Memory bandwidth matters more than TFLOPS for code workloads. The autocomplete model reads full prefix on every keystroke — bandwidth-bound. [RTX 3090](/hardware/rtx-3090) at 936 GB/s often outperforms [RTX 4070](/hardware/rtx-4070) on FIM latency despite lower compute, because the 3090's 384-bit bus delivers 1.9× bandwidth. Rank by bandwidth first, VRAM second, compute third.
Runtime guidance
**Continue.dev vs Cursor vs Aider — three distinct architectures.**
[Continue.dev](/tools/continue) is an open-source IDE plugin (VS Code + JetBrains) connecting to any local or remote model via Ollama, llama.cpp, or OpenAI-compatible API. It provides tab autocomplete (FIM, low-latency) and chat sidebar (instruction-following). Setup: install extension, point `~/.continue/config.json` at local Ollama. Tradeoff: features lag Cursor 6–12 months — no agentic mode, no multi-file edit preview, no test-run integration.

☆ ☆ ☆ ☆

### WHAT YOU WILL DO
Pick up the excerpt above on local hardware and tools for code models where it stops, and continue it for a paragraph or two.

(Referring expression data)
☆ ☆ ☆ ☆

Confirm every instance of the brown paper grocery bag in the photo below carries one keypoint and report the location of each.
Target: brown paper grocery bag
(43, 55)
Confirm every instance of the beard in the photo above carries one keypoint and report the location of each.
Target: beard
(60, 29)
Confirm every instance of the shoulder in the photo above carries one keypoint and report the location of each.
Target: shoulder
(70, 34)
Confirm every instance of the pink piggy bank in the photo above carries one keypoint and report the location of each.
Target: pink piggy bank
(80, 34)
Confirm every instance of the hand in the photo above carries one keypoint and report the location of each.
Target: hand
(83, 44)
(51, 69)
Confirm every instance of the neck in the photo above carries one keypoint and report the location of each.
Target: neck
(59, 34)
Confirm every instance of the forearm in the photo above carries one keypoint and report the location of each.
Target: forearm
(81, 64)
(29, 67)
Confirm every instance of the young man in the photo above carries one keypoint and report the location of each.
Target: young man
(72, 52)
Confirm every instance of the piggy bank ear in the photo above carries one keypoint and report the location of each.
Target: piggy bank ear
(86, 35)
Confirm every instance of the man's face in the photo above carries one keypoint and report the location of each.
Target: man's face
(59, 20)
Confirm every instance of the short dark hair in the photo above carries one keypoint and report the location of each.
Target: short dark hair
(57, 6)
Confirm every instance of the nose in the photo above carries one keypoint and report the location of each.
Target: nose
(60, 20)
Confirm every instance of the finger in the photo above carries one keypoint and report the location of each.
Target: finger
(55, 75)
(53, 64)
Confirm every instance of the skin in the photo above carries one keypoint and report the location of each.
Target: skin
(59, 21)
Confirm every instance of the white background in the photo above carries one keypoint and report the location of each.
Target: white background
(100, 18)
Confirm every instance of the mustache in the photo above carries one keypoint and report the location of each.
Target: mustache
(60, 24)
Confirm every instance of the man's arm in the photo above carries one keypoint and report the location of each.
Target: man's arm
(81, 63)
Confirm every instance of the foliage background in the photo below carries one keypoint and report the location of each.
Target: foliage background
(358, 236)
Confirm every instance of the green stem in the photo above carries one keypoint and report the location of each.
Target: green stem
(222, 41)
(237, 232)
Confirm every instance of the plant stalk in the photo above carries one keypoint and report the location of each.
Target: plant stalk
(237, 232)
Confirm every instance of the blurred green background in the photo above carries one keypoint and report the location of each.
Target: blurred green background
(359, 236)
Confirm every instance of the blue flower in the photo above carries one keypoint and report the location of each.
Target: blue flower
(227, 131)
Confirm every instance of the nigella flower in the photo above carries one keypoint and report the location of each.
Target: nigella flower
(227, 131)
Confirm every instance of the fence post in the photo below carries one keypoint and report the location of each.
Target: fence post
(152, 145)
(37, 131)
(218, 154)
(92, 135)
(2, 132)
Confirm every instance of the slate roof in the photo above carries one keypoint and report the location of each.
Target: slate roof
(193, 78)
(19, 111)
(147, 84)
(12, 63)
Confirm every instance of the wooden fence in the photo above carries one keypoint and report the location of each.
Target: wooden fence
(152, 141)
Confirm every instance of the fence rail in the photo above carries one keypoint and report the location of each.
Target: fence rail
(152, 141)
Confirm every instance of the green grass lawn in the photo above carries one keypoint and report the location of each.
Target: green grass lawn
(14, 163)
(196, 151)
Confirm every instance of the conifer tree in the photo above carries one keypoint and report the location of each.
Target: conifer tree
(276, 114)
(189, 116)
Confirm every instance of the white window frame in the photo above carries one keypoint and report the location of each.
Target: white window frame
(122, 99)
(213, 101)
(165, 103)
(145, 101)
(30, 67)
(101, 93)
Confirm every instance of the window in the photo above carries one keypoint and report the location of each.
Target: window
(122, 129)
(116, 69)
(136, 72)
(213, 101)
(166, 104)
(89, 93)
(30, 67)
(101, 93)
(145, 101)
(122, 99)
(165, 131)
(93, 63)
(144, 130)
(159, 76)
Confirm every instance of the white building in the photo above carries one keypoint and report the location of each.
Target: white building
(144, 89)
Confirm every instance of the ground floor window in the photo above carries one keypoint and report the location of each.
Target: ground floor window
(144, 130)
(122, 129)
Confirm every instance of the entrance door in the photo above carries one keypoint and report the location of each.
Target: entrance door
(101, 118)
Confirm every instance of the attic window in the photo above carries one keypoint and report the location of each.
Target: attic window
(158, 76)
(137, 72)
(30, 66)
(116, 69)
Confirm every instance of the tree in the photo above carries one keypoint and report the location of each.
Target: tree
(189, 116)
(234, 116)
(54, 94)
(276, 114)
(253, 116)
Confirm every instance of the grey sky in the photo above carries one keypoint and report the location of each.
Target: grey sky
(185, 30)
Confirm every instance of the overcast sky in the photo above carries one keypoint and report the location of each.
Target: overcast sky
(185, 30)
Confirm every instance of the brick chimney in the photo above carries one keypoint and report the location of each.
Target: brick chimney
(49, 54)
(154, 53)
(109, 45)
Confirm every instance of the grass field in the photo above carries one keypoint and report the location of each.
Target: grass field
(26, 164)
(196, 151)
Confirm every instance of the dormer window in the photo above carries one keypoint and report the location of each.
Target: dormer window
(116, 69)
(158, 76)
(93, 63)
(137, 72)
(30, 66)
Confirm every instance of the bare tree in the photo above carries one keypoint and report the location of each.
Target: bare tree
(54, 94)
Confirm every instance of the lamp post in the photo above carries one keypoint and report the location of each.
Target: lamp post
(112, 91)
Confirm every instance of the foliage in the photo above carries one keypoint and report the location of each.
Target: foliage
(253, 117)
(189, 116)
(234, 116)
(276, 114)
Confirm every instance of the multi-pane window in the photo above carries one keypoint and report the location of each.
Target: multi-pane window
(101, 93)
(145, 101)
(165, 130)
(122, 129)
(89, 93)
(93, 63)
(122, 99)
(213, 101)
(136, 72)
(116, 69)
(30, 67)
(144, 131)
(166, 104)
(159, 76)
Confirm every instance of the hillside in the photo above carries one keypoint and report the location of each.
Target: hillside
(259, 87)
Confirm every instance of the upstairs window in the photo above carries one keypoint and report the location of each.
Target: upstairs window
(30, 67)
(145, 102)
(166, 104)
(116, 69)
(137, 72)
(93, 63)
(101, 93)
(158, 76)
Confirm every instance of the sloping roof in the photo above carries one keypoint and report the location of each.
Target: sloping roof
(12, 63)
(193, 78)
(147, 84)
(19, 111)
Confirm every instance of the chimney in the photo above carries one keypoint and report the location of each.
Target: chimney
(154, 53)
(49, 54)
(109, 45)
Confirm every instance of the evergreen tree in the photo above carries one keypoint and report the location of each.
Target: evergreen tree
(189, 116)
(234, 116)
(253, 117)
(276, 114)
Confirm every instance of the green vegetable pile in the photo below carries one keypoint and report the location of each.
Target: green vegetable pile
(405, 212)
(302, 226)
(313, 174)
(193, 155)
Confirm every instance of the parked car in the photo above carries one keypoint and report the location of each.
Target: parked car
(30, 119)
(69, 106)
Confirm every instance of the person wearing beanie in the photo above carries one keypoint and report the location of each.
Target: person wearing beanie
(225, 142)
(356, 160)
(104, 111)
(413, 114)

☆ ☆ ☆ ☆

### RESULT OF THIS TASK
[Cursor](/tools/cursor) is a proprietary VS Code fork with integrated cloud models and a "Composer" agentic mode for multi-file edits. Cursor's agentic features require Anthropic or OpenAI models — local models don't power agentic features. Best-in-class AI coding UX at $20/mo. Tradeoff: your code goes to Anthropic/OpenAI servers.
[Aider](/tools/aider) is a terminal-based pair-programming tool connecting to any LLM (local or cloud) and generating git commits for each change. Architecture: map-reduce with repo map + relevant files → model generates search/replace blocks. Works with any model outputting valid edit formats. Best for git-tracked, reviewable AI edits with maximum model portability. Tradeoff: terminal-only, no inline autocomplete.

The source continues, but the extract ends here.